Records provided ▸
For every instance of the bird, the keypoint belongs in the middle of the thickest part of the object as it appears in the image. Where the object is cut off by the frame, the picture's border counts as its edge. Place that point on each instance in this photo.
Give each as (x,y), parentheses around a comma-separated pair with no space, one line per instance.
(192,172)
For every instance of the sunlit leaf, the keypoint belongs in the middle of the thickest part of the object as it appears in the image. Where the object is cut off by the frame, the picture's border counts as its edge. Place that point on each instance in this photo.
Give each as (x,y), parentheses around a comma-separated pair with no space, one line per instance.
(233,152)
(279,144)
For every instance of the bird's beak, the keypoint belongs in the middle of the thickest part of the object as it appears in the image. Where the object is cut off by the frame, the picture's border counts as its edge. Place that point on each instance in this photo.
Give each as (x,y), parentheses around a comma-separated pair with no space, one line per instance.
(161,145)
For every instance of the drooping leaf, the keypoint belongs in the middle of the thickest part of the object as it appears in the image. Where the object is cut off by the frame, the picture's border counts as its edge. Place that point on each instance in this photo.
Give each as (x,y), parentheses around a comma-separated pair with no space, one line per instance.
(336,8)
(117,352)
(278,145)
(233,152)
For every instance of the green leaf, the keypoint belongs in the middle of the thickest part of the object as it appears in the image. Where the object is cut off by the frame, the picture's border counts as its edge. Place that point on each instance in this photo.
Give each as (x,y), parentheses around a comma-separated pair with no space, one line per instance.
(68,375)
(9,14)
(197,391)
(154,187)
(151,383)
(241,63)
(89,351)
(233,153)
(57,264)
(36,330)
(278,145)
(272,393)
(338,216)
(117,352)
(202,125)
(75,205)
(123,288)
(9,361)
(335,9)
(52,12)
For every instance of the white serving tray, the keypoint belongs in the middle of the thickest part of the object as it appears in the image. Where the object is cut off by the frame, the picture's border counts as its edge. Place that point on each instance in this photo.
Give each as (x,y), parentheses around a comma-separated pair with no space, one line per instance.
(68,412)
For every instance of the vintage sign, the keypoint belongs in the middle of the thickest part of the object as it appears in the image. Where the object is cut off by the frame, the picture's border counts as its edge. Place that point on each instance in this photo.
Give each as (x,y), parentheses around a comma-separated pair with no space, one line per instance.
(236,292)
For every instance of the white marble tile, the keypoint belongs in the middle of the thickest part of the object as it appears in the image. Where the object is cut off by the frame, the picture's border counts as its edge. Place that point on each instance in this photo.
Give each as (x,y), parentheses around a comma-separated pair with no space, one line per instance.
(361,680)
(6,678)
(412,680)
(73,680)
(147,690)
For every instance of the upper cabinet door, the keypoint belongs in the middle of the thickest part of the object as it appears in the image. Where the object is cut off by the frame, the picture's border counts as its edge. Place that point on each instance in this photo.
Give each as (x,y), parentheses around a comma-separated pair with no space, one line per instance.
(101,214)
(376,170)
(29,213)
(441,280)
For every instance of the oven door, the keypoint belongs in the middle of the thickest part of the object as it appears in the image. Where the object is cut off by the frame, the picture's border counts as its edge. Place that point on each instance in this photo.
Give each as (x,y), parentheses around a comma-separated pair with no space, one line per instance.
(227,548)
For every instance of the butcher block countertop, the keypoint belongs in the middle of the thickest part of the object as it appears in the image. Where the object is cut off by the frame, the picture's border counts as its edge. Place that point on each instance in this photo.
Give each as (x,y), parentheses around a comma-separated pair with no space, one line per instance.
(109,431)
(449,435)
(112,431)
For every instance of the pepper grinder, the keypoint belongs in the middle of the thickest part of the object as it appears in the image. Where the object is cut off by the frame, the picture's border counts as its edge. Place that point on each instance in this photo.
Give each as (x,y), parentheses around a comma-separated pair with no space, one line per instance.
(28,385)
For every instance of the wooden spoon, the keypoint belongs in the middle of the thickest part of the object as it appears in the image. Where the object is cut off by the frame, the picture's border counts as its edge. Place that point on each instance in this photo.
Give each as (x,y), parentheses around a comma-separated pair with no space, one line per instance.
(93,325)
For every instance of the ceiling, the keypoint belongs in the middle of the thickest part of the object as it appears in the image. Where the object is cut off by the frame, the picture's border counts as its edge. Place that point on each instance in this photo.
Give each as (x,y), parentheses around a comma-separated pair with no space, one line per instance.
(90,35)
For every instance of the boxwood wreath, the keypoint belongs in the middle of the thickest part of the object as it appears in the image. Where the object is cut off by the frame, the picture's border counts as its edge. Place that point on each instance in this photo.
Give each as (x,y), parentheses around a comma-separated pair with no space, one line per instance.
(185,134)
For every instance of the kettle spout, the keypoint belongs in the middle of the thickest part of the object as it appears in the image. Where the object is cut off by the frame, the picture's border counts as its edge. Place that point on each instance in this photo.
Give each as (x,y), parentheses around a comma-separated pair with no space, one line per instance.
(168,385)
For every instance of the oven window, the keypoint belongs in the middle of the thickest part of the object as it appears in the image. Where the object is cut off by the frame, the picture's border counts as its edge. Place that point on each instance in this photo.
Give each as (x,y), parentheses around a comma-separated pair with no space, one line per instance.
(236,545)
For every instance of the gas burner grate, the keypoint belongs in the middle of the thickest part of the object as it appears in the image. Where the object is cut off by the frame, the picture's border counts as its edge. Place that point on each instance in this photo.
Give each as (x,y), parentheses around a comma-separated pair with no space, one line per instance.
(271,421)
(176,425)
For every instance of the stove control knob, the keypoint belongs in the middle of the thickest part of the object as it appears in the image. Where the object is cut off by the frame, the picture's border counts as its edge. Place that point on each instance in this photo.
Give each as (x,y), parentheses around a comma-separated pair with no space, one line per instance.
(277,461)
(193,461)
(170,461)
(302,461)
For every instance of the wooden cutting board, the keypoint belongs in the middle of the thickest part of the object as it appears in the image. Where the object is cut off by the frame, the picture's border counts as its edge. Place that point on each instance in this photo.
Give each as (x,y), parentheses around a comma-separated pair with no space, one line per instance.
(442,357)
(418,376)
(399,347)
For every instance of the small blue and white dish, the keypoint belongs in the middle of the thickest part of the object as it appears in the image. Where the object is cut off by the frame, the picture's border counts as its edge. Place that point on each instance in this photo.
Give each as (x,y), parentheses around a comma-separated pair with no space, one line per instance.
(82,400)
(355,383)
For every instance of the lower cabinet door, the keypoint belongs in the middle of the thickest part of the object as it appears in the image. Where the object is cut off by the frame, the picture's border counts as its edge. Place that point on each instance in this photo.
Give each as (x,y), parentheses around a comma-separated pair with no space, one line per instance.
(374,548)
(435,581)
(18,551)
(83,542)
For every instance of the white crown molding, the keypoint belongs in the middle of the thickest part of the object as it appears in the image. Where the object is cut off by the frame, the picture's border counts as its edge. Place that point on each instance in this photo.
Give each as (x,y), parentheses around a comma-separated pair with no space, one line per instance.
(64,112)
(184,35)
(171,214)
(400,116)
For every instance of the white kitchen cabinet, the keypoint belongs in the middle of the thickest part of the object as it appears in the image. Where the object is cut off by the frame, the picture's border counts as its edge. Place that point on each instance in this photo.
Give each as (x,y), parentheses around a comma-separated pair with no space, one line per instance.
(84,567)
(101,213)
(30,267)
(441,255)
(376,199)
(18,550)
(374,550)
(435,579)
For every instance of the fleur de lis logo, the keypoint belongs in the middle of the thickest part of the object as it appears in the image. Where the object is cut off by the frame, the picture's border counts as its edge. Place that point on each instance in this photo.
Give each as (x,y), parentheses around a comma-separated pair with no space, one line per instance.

Instructions to follow ▸ Using the listing above, please repeat every entry exactly.

Solution for this problem ▸
For every instance of the bird, the keypoint belongs in the middle of the thickest part of the object as it appears in the image. Where the object is cut off by the frame, the picture's border counts as its edge. Place that point on each instance in this photo.
Give each as (x,y), parentheses around a comma-separated pair with no space, one line per instance.
(192,172)
For every instance of the sunlit leaf, the keypoint belongs in the middle of the thickest part of the object as it appears in the image. Where the object is cut off by the frame, the picture's border counts as its edge. Place that point on each instance in this photo.
Give each as (x,y), parentheses around a comma-separated pair with no space, one line per instance.
(233,152)
(279,144)
For every instance of the bird's beak, the keypoint belongs in the middle of the thickest part of the object as it appears in the image. Where the object is cut off by the frame, the picture's border counts as its edge. Place that point on each instance in this photo.
Give each as (x,y), parentheses around a comma-separated pair with no space, one line per instance.
(161,145)
For every instance of the drooping leaf, the keypoint belongs in the middle of the thickest part of the object as it appears in the image. Where the object is cut off by the frame, the picture's border counts as its edge. Place that point on each instance in this photo.
Give each as (x,y), parentheses around a comma-separated pair with no space, one line per instance.
(336,8)
(117,352)
(278,145)
(233,152)
For every instance of the green leaf, the keypoint belongs in the middle of the thickest part of the object as it appears in the image. Where the object is cut off by the frame, the picture's border counts as its edge. Place that point on each instance in this photo.
Give each as (x,y), parentheses around a comma-separated pair with no space, one line per instance.
(68,375)
(9,14)
(197,391)
(154,187)
(151,383)
(241,63)
(89,351)
(233,153)
(57,264)
(36,330)
(278,145)
(272,393)
(338,216)
(117,352)
(202,125)
(75,205)
(123,288)
(9,361)
(335,9)
(52,12)
For every instance of the white serving tray, the keypoint belongs in the middle of the thickest part of the object as it appears in the image. Where the object is cut off by the frame, the picture's border counts as its edge. Place that point on each instance in this photo.
Give each as (x,y), parentheses around a comma-separated pair with no space, one line per instance.
(68,412)
For every instance of the vintage sign, the keypoint belongs in the middle of the thickest part of the object as it appears in the image. Where the object is cut off by the frame, the picture's border counts as its edge. Place that point on each instance in this photo.
Give each as (x,y), parentheses around a comma-separated pair with no space, one line per instance.
(236,292)
For every instance of the white marble tile, the keypoint belongs in the middle of the thickest part of the object as it appears in the image. Where the object is cut off by the frame, the picture's border counts as its edge. Place that point on each instance in this photo.
Give each as (x,y), parentheses around a comma-separated pair with no space, one line per instance.
(361,680)
(6,678)
(412,680)
(73,680)
(147,690)
For every instance of the upper cabinet door, the keypoint belongs in the middle of the thickest part of the object as it appears in the image. Where the object is cut off by the frame, the picture's border counts as its edge. Place that point on each instance in this photo.
Give each as (x,y), parentheses around a comma-separated pair with no space, one line per instance.
(101,214)
(376,170)
(29,213)
(441,280)
For every instance of the oven door, the keypoint belongs in the middle of the thickest part of the object as it appears in the image. Where the object is cut off by the frame, the picture's border counts as its edge. Place that point on each instance in this photo.
Give each as (x,y), parentheses around a comma-separated pair with no space, one line per instance.
(227,548)
For every instance of the butcher block countertop, the keypoint belongs in the middle of the thickest part of the object as it appears in the image. Where the object is cut off by the frame, the picture's border counts as its edge. Place that point on each instance in this photo.
Give each as (x,y), parentheses around a comma-separated pair with no space, one line per instance.
(109,431)
(449,435)
(112,431)
For every instance of the pepper grinder, the keypoint belongs in the middle of the thickest part of the object as it appears in the image. Where the object is cut off by the frame, the picture's border counts as its edge. Place that point on each instance in this photo.
Give each as (x,y), parentheses around a comma-separated pair with no space, one line per instance.
(28,385)
For every instance of the wooden spoon, the keypoint belongs in the middle of the thickest part of the object as it appears in the image. Where the object is cut off by the frame, the picture's border counts as its edge. Place that point on each instance in this photo.
Give each as (x,y), parentheses around a comma-separated pair with no space, one line per instance.
(93,325)
For every instance of the ceiling, the keypoint belongs in the middle of the thickest part of the object as it appears in the image. Where the object is cut off by the frame, the picture's border counts as its edge. Place that point on each instance in this photo.
Give each as (x,y), parentheses around a comma-separated pair with no space, one line per instance.
(90,35)
For every instance of the boxwood wreath, the keypoint belongs in the middle of the thickest part of the object as it appears in the image. Where the object is cut off by the frame, the picture's border counts as its edge. Place that point on each instance in this photo.
Give each as (x,y), parentheses around a comma-separated pair with no space, one line per instance.
(185,134)
For every instance of the kettle spout, the keypoint belongs in the middle of the thickest part of the object as it appears in the image. Where the object is cut off by the frame, the picture's border counts as its edge. Place that point on each instance in this photo.
Give each as (x,y), parentheses around a comma-separated pair with no space, one line per instance.
(168,385)
For every instance of the oven window, the keypoint belongs in the middle of the thickest part of the object as it appears in the image. Where the object is cut off by the frame, the picture's border counts as its edge. Place that point on each instance in this photo.
Give each as (x,y), parentheses around a comma-separated pair with no space, one line per instance.
(236,545)
For every instance of the gas burner grate, the keypoint belongs in the middle of the thickest part of the object as it appears in the image. Where the object is cut off by the frame, the picture's border counts as its edge. Place that point on each instance in this photo.
Give each as (x,y), parentheses around a comma-separated pair with no space, one line per instance.
(271,421)
(176,425)
For every instance of the stove control knob, the keypoint belongs in the middle of the thickest part of the object as it appears in the image. Where the object is cut off by the frame, the picture's border counts as its edge. Place that point on each instance in this photo.
Give each as (x,y), parentheses around a comma-separated pair with no space, one line per instance.
(277,461)
(193,461)
(170,461)
(302,461)
For every instance of the wooden cutting board, the keypoint belongs in the middle of the thickest part of the object as it appears in the image. Where the object is cut off by the frame, the picture's border counts as its edge. Place that point on each instance in this photo.
Give each as (x,y), parentheses around a comma-separated pair with no space, one line per instance.
(442,357)
(418,376)
(399,347)
For every instance of the small blue and white dish, the keypoint belongs in the middle of the thickest part of the object as it appears in the image. Where the object is cut off by the frame, the picture's border counts as its edge. Place that point on each instance in this photo.
Give each as (x,y), parentheses around a comma-separated pair with no space, one line per instance.
(82,400)
(355,383)
For every instance of the lower cabinet door, the keypoint belongs in the middle of the thickest part of the object as it appears in the image. Where the object is cut off by the frame, the picture's border counts as its edge. Place that point on each instance in this photo.
Give each as (x,y), parentheses around a comma-separated pair with no space, one line per instance.
(374,548)
(435,581)
(18,551)
(83,542)
For every instance of the white crown molding, the keypoint belongs in the middle of the thickest part of the object as it appears in the image. Where the object is cut off by the frame, the picture's border counts as its edge. Place that point on each instance in this photo.
Give each as (x,y), parentheses around a comma-separated pair with no space, one line per instance.
(64,112)
(184,35)
(171,214)
(400,116)
For every instance of the white kitchen cabinet, the keypoint belongs in the middle of the thickest part of the object as it appears in the image. Where the object is cut off by the frame, the picture's border counts as its edge. Place that point on each instance in this photo.
Give each as (x,y), parentheses around a comma-separated pair with no space, one line per instance.
(84,567)
(101,213)
(30,267)
(441,255)
(376,199)
(18,550)
(374,550)
(435,579)
For every instance of the fleur de lis logo, the keypoint belongs in the middle of the thickest part of the object as it appears in the image. Where the object is cut off by the frame, the picture's border counts as its edge. Place that point on each instance in this photo.
Give each as (x,y), parentheses around a comma-separated pair with no space, one line per instance.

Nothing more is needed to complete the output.